# [WORK TO BE COMPLETED]
In full and word for word, give the records again.

# [SUPPLIED RECORDS]

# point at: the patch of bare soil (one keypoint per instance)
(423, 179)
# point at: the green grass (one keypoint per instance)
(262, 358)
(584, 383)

# [WRITTEN SOLUTION]
# point at: the patch of bare soil (one keypoint per instance)
(423, 179)
# point at: the green grass (one keypoint per instance)
(262, 358)
(584, 383)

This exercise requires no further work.